Which of the rows below contain the word "stone"? Show each of those rows in full.

_Task inputs_
:::::

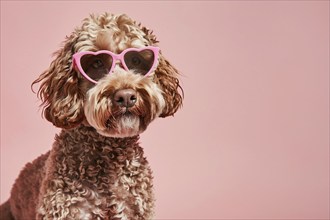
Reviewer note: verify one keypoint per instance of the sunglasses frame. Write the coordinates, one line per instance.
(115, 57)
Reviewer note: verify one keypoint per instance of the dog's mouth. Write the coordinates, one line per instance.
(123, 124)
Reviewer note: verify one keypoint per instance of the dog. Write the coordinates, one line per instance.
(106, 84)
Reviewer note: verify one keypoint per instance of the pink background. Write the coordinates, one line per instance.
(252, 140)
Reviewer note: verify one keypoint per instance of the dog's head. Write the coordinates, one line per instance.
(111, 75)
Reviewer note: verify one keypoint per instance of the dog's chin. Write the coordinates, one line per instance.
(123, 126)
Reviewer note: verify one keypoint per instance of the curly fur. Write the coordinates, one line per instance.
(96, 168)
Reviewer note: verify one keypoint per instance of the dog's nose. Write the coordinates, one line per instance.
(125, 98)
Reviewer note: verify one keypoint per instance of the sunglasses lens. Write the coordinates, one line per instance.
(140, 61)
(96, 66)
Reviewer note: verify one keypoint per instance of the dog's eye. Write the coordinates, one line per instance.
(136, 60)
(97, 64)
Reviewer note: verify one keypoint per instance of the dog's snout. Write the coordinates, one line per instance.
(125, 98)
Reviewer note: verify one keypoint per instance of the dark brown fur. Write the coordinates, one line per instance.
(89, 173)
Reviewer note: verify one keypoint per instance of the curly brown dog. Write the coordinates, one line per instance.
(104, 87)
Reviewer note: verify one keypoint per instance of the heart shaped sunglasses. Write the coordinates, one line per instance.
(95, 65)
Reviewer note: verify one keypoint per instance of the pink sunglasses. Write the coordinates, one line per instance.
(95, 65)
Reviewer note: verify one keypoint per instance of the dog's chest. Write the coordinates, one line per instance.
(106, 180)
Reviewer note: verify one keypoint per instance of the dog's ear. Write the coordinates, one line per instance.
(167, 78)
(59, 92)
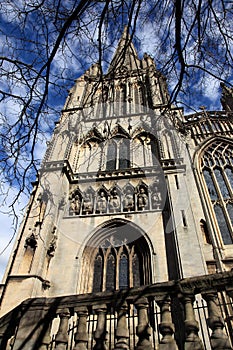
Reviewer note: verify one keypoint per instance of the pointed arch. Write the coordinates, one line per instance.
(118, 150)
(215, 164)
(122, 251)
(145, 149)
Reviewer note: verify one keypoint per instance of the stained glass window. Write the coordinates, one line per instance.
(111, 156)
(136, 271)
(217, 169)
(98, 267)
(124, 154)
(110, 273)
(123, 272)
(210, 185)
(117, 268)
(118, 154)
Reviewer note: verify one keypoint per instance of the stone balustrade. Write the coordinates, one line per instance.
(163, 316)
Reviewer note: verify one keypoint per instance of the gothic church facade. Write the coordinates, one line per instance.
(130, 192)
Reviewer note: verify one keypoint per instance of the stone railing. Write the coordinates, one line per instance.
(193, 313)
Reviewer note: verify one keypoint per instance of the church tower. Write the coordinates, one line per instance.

:::::

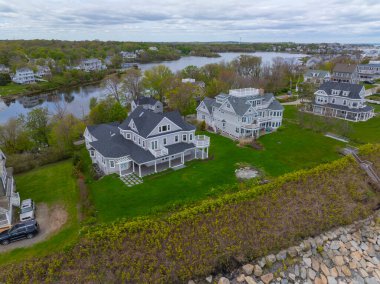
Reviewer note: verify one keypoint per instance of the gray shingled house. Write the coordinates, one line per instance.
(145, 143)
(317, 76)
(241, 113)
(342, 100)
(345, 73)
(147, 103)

:::::

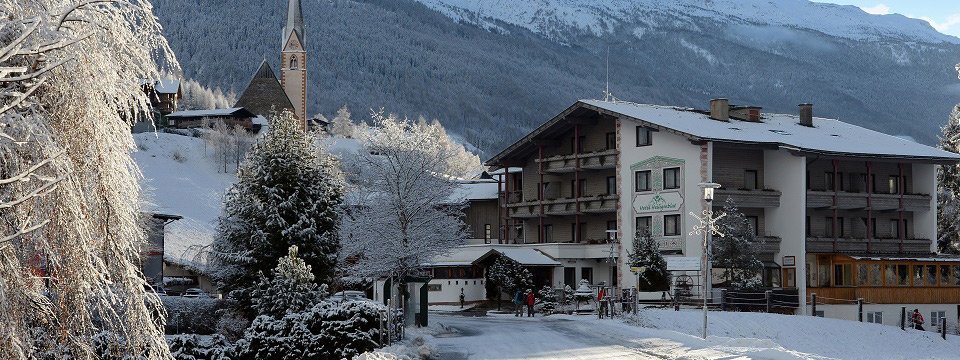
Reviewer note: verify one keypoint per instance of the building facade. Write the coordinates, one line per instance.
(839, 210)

:::::

_Task result_
Reviewer note: verify one keypoint per instance of the stone balustrade. Write the coordinates, one line per instance.
Reviewer note: verify one keypoint per instance of the stone railing. Write the coordinates, one line per instance.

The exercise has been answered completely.